EXERCISE PROMPT
Every line below should be copied exactly; drop the pictures.

DATA TO PROCESS
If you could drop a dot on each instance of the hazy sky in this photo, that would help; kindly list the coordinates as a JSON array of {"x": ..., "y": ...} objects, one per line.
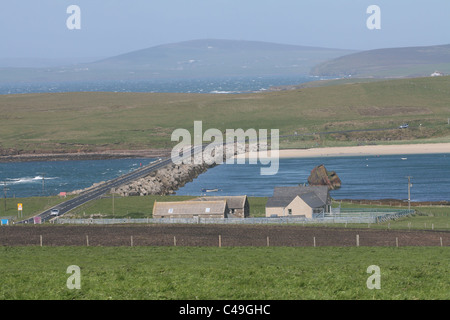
[{"x": 37, "y": 28}]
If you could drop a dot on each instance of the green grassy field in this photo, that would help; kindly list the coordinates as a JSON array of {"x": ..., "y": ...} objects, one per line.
[
  {"x": 204, "y": 273},
  {"x": 105, "y": 121}
]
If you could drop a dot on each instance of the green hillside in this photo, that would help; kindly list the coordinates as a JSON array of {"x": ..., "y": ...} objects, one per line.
[
  {"x": 391, "y": 62},
  {"x": 98, "y": 120}
]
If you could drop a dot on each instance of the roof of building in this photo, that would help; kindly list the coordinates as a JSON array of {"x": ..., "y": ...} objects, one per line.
[
  {"x": 190, "y": 207},
  {"x": 314, "y": 196},
  {"x": 234, "y": 202}
]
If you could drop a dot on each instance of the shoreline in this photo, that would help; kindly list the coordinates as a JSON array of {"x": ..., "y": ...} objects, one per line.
[
  {"x": 368, "y": 150},
  {"x": 371, "y": 150}
]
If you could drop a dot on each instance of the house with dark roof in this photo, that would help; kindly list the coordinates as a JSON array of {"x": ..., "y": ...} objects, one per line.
[
  {"x": 238, "y": 206},
  {"x": 306, "y": 201},
  {"x": 190, "y": 209}
]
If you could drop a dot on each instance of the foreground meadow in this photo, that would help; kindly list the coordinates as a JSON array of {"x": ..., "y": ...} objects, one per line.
[{"x": 231, "y": 273}]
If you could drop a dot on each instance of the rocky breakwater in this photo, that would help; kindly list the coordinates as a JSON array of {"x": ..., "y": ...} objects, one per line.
[{"x": 164, "y": 181}]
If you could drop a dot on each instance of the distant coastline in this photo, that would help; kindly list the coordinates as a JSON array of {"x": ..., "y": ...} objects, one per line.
[{"x": 371, "y": 150}]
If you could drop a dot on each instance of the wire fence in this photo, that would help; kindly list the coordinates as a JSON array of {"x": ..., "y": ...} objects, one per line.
[{"x": 344, "y": 216}]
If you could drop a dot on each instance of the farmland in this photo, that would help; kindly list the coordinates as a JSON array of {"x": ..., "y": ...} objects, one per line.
[{"x": 235, "y": 273}]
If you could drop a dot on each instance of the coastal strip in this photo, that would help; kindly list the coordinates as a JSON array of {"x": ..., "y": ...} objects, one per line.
[{"x": 368, "y": 150}]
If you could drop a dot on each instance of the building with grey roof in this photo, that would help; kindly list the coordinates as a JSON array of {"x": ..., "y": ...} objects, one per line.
[{"x": 306, "y": 201}]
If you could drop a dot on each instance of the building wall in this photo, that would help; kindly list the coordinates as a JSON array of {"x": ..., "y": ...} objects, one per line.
[{"x": 298, "y": 207}]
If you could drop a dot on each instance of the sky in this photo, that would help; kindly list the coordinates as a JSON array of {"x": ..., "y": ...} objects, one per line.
[{"x": 38, "y": 29}]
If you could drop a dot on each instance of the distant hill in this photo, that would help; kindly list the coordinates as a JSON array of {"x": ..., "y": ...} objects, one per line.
[
  {"x": 196, "y": 58},
  {"x": 391, "y": 62}
]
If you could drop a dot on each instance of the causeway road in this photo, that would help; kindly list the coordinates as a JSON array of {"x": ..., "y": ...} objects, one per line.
[{"x": 100, "y": 190}]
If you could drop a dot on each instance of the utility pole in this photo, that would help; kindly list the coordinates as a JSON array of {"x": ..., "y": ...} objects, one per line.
[
  {"x": 409, "y": 192},
  {"x": 43, "y": 183},
  {"x": 4, "y": 191}
]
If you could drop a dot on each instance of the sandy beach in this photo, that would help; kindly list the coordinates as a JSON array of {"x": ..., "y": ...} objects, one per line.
[{"x": 373, "y": 150}]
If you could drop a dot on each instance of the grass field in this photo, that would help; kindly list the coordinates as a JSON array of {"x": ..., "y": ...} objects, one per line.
[
  {"x": 102, "y": 121},
  {"x": 237, "y": 273}
]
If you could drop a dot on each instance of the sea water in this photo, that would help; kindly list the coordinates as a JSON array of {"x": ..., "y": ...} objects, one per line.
[
  {"x": 228, "y": 85},
  {"x": 363, "y": 177}
]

RESPONSE BELOW
If you could drop a dot on each instance of the hazy sky in this photo, that would help; kindly list the coordinates as a JSON array of {"x": ..., "y": ...} objects, one per line.
[{"x": 37, "y": 28}]
If you could drop a dot on each instance of the green grassy field in this photo, that would help; kindly list the coordinates as a JSON array of {"x": ..., "y": ...} objects, one per line.
[
  {"x": 204, "y": 273},
  {"x": 105, "y": 121}
]
If you could drop a dot on each instance of the green hillside in this photo, that would help; kindly list the coordinates as a JSON array of {"x": ..., "y": ...} objects, one per line.
[
  {"x": 391, "y": 62},
  {"x": 98, "y": 120}
]
If you could drop a dot on each instance of the roof of building in this photo, that would help; kindly list the coordinates as a JSON array of {"x": ..., "y": ...} objects, one per line.
[
  {"x": 190, "y": 207},
  {"x": 314, "y": 196},
  {"x": 234, "y": 202}
]
If you could drop a dot on each instance of the shoreline in this photo, that would help; kindly list the coordinates as a JSON array of {"x": ..., "y": ...} objects, one per line.
[
  {"x": 368, "y": 150},
  {"x": 371, "y": 150}
]
If you could drop a dot on each instance of the house with dark roof in this photo, that would help; kindly list the coordinates as a JSON array of {"x": ..., "y": ...} objects, one per line.
[
  {"x": 238, "y": 206},
  {"x": 306, "y": 201},
  {"x": 190, "y": 209}
]
If you could drop a dot on each instance of the foreground meadow in this photo, that would help; kindly list the coordinates as a JSON array of {"x": ..., "y": ...} objects, one per line.
[{"x": 231, "y": 273}]
If you could drop a dot on each instance of the rocky breakwater in this photo, that would help; kindly list the coordinates as a JSON array of {"x": ..., "y": ...} objects, one per line.
[{"x": 164, "y": 181}]
If you could drop a dot on each instance of the distant coastline in this photo, that would help; kindly list the coordinates as a JSON array of {"x": ..., "y": ...} objects, one per line.
[{"x": 371, "y": 150}]
If you could drop a dot on each instance of the wire fence in this photo, that would help; kindly list the coordinates as a JSON array of {"x": ..., "y": ...} objects, one per line.
[{"x": 344, "y": 216}]
If you could drop a dot on each instance of the farmland in this photo, that would help; kindly list the coordinates as a JSON array of {"x": ..., "y": ...} objects, one per line.
[{"x": 235, "y": 273}]
If you could drop a dot on each instance of the coastal strip in this photo, that would help; kindly list the coordinates as a JSON array of {"x": ..., "y": ...} objects, one per line.
[{"x": 368, "y": 150}]
If you could drop a dot on each instance of the building with grey roof in this photo, that would help; kindly list the coordinates as a JSON array of {"x": ..., "y": ...} objects, one per line.
[{"x": 306, "y": 201}]
If you could drop a dot on each instance of the building wall in this photo, that would help; kindly list the coordinates as a JSON array of {"x": ..., "y": ...} objects, one per line.
[{"x": 298, "y": 207}]
If you could drop a dot on each instance of the sky in this photo, that would help; kindly list the coordinates as a JSON array of {"x": ..., "y": ...} objects, one per line.
[{"x": 38, "y": 29}]
If you could drop a dot on each instance of the distant hill in this photo, that would help; kindly list the coordinates as a JSON array of {"x": ..., "y": ...} objects, one per line.
[
  {"x": 196, "y": 58},
  {"x": 391, "y": 62}
]
If you could drop a dot on each instance of the causeway road in this photo, that would help; kindly list the coordinates as a JSON array of {"x": ..., "y": ...} objects, one per line.
[{"x": 100, "y": 190}]
If you could drop a dot on each instance of the utility pole in this photo, that would help; kindly list the coordinates as a JSON array of {"x": ..., "y": ...} objects, one per line.
[
  {"x": 409, "y": 192},
  {"x": 43, "y": 183},
  {"x": 4, "y": 191}
]
If you could drop a dot on each instance of the sandy beach in this photo, that would help; kindly list the coordinates as a JSON array of {"x": ..., "y": ...} objects, one per line.
[{"x": 373, "y": 150}]
If you could drop a dot on each instance of the grass field in this photo, that would help; kindly list the coordinates as a JSON array of {"x": ..., "y": ...} objects, one per line.
[
  {"x": 102, "y": 121},
  {"x": 237, "y": 273}
]
If you could drop a dot on each instance of the sea water in this photo, that would help; kindly list the coordinates as a JSON array of {"x": ..., "y": ...} objects, one per line.
[
  {"x": 228, "y": 85},
  {"x": 363, "y": 177}
]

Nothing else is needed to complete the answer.